— start Text to read —

Blogger Larry Kelley (who often beats the mainstream media to the punch and got this piece out in a hurry) fastened on the negative aspects of the evaluation:
interesting criticism from the two most experienced members of our executive branch -- Chair Alisa Brewer and Jim Wald.

Ms. Brewer gave Mr. Musante "unsatisfactory" a total of nine times (out of possible 44) while Mr. Wald checked it off five times.

Brewer and Wald were in unanimous agreement in response to goal #5, "Relationship With the Select Board"  by giving him "unsatisfactory" to the same five of eight statements. Ouch!
It was in many ways understandable: criticism by nature calls more attention to itself than does expected praise for a job well done and thus might seem more "newsworthy." Of course this is not the whole story: the post dwelled only on the negative and merely cited the categories rather than the actual substance of the evaluation; a reader would have to click through to the actual document. In part, Kelley's emphasis on the ratings grid was intended to create a contrast to a similar, recently completed process for School Superintendent Maria Geryk, who received only one "unsatisfactory" ranking from 13 evaluators. Still, the title "Troubles at the top?" overdramatized the situation.

The reports in the traditional papers by veteran beat reporters Scott Merzbach of the Hampshire Gazette and Diane Lederman of The Republican/Masslive.com were likewise about what we have come to expect.

Both Merzbach's and Lederman's pieces on the whole aptly summarized our work under the respective titles, "Amherst board praises Musante’s fiscal management, criticizes communication" and "Amherst Town Manager John Musante receives favorable review, concerns cited."

— end Text to read —
— start Extracted material —

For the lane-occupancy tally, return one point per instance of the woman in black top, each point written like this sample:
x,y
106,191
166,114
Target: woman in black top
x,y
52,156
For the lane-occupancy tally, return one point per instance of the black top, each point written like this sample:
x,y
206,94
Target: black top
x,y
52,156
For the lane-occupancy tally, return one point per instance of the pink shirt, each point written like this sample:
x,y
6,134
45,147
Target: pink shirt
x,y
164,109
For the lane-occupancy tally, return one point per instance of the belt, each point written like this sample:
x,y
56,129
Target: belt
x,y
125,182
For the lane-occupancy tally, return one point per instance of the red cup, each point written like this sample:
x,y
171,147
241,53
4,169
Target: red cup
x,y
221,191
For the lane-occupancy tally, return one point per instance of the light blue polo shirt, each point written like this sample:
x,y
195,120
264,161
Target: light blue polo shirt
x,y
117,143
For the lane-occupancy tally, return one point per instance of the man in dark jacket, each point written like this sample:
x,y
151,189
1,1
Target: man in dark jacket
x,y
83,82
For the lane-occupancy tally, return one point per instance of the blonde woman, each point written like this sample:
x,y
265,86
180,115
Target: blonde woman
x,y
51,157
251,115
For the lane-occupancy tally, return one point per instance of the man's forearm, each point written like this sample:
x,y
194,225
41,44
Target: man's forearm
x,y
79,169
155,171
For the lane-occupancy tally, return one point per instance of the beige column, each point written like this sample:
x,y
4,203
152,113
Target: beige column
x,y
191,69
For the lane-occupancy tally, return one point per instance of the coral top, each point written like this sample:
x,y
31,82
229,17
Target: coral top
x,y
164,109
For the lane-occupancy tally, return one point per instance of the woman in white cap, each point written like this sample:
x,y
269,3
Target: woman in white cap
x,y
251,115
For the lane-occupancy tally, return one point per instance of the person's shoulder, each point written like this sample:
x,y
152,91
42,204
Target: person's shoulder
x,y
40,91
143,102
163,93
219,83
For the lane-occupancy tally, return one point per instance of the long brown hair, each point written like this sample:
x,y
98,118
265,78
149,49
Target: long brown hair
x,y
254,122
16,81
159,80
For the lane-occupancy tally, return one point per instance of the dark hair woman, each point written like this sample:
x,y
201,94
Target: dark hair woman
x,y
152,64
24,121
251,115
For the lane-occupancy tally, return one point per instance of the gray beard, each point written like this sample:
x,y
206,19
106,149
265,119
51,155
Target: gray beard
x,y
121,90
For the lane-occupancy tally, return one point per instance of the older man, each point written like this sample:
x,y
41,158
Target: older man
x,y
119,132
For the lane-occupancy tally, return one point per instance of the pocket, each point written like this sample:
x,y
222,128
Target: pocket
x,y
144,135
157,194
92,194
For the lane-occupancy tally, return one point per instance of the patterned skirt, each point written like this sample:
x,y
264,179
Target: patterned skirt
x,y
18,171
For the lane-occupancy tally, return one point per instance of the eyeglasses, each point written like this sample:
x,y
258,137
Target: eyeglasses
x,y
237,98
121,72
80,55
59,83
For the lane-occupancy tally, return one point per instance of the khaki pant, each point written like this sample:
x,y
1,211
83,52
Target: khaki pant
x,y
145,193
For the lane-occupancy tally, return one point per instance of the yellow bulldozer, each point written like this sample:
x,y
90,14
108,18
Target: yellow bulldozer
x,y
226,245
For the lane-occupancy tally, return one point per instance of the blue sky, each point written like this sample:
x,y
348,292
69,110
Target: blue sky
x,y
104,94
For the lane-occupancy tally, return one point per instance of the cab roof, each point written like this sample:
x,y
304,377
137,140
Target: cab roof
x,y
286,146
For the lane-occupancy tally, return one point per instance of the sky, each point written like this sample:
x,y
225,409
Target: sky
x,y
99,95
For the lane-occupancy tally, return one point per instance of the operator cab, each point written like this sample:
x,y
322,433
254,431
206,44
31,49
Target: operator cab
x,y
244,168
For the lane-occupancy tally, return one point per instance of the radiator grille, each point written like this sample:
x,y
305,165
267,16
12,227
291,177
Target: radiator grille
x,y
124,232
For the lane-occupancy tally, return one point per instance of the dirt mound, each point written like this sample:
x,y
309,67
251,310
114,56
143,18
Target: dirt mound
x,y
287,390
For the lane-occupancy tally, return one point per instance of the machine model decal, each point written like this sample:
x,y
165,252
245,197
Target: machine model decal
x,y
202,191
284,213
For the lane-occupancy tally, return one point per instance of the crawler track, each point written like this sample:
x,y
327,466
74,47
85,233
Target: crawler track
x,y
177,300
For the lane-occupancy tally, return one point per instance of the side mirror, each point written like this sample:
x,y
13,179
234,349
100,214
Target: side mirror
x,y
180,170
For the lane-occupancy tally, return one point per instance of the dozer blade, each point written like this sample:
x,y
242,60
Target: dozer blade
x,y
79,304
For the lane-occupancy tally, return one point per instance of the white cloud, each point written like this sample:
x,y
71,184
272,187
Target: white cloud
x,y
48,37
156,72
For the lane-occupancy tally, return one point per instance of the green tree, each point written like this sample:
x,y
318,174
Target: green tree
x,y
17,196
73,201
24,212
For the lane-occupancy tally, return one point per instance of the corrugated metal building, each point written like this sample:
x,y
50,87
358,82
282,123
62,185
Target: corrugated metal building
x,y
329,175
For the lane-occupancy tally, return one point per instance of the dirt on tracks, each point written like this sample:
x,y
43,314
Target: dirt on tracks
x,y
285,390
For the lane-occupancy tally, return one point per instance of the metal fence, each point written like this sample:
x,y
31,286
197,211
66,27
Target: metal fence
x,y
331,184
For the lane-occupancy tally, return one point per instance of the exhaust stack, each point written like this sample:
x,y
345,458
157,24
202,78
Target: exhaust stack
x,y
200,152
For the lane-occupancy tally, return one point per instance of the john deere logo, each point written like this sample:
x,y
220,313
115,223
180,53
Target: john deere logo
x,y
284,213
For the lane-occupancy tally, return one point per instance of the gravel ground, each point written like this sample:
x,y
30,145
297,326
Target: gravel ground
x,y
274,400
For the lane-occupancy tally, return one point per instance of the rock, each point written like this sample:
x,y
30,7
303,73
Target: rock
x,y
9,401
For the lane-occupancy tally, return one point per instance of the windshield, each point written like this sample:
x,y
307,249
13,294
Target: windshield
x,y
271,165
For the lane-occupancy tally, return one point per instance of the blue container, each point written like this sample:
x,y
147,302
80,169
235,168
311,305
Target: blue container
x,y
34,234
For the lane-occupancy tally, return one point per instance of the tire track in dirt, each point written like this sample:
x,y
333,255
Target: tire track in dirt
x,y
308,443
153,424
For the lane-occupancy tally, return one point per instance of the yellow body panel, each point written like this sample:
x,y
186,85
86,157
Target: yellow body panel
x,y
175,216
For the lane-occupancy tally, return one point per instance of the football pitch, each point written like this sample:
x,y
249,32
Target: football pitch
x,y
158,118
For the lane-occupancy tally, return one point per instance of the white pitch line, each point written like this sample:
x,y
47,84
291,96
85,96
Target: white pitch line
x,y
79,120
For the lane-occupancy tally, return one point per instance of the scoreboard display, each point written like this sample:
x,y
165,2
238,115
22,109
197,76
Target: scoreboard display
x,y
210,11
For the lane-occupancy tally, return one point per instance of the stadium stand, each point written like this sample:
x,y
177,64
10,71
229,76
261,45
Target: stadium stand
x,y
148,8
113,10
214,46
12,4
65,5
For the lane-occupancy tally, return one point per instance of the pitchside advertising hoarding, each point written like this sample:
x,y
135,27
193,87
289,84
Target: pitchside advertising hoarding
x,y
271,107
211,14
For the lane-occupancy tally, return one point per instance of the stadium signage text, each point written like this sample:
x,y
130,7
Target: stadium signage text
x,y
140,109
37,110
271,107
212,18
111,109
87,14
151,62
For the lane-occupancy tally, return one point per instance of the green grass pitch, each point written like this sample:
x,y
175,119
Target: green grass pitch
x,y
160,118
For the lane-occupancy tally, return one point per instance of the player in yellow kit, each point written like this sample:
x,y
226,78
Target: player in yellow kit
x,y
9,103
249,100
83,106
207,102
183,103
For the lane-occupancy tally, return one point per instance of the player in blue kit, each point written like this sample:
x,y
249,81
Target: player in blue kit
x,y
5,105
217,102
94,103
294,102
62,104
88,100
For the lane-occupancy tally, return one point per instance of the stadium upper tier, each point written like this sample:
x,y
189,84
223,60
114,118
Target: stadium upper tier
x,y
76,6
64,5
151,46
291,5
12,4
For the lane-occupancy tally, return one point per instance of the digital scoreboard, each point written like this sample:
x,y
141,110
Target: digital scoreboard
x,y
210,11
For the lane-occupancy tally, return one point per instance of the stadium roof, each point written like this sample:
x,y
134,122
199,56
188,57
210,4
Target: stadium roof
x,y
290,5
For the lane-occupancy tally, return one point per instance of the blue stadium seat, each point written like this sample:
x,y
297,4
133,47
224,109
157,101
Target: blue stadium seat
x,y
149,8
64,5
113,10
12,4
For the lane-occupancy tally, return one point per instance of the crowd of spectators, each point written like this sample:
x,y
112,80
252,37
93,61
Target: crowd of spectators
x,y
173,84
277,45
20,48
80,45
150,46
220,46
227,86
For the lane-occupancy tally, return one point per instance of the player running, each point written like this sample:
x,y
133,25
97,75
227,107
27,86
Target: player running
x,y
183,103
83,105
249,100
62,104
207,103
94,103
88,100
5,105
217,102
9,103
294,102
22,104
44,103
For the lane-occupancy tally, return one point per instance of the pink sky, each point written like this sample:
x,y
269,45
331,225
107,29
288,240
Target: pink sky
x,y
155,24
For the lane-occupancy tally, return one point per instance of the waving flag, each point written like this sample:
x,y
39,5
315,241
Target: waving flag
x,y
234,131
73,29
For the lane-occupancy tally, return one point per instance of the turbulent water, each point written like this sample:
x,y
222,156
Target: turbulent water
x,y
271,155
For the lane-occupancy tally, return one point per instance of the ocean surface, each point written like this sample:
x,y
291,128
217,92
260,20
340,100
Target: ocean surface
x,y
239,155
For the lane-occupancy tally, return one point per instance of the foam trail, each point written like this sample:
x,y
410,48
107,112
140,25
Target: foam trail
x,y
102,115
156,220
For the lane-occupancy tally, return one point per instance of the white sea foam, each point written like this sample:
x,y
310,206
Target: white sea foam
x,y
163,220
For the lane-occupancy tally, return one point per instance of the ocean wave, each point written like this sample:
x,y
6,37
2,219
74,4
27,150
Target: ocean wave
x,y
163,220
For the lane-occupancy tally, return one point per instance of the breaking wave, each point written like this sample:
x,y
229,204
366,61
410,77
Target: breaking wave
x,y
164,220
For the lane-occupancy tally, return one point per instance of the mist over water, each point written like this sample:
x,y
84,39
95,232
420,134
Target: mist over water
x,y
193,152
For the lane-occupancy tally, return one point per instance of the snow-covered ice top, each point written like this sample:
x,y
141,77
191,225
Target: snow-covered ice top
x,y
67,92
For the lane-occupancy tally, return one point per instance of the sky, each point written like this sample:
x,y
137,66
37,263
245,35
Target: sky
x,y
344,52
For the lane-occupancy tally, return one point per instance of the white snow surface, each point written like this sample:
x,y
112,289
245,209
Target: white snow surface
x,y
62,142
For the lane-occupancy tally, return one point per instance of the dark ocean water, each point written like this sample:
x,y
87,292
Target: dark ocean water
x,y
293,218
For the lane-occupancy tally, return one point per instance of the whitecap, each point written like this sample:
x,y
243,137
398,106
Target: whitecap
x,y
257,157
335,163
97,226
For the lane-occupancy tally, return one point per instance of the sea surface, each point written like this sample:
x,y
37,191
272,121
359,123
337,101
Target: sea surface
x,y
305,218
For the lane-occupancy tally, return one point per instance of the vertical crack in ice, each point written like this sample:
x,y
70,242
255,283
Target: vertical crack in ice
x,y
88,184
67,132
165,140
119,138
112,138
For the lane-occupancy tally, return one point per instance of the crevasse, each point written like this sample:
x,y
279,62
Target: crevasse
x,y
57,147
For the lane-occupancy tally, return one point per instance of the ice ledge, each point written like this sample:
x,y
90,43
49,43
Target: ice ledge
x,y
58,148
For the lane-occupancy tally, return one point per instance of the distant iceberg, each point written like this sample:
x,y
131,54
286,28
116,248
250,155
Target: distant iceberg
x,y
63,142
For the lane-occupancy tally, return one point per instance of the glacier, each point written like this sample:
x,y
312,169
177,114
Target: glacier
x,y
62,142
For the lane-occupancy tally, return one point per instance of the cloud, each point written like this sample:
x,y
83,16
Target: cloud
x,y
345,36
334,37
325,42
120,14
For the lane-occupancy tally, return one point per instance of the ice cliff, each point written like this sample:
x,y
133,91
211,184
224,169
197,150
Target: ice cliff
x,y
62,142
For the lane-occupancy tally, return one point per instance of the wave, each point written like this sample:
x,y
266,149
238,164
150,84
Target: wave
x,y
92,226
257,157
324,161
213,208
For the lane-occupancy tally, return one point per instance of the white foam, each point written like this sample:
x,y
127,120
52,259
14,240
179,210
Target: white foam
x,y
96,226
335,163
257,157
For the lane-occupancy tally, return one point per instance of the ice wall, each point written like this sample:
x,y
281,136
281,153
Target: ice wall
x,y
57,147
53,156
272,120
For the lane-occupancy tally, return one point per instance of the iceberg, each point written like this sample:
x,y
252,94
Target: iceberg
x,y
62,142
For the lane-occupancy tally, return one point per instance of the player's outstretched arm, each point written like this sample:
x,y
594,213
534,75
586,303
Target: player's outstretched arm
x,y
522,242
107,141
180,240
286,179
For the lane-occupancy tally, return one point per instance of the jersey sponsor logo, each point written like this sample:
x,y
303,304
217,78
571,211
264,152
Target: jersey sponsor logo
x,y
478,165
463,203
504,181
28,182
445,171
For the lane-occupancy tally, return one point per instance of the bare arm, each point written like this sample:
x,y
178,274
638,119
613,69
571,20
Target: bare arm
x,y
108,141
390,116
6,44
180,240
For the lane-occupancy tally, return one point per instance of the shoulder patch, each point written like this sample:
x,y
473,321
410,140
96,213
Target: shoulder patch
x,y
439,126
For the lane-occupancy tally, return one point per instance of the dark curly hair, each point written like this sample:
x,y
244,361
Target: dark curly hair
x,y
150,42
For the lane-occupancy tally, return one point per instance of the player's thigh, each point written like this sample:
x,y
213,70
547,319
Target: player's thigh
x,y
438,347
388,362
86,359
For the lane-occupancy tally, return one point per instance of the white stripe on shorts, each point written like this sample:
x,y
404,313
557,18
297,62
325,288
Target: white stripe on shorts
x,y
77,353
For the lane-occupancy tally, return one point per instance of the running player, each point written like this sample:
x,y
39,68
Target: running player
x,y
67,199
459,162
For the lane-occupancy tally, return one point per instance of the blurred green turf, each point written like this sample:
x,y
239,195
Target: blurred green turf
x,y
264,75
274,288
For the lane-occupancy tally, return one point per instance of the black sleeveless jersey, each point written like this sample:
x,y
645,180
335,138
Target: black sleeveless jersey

— end Extracted material —

Complete the following:
a - Rewrite the passage on news coverage of the town manager's evaluation, starting at "It was in many" and ending at "overdramatized the situation.", and substitute "exaggerated" for "overdramatized".
b - According to the passage on news coverage of the town manager's evaluation, how many "unsatisfactory" rankings did School Superintendent Maria Geryk receive, and from how many evaluators?

Answers per task:
a -
It was in many ways understandable: criticism by nature calls more attention to itself than does expected praise for a job well done and thus might seem more "newsworthy." Of course this is not the whole story: the post dwelled only on the negative and merely cited the categories rather than the actual substance of the evaluation; a reader would have to click through to the actual document. In part, Kelley's emphasis on the ratings grid was intended to create a contrast to a similar, recently completed process for School Superintendent Maria Geryk, who received only one "unsatisfactory" ranking from 13 evaluators. Still, the title "Troubles at the top?" exaggerated the situation.

b - She received only one "unsatisfactory" ranking from 13 evaluators.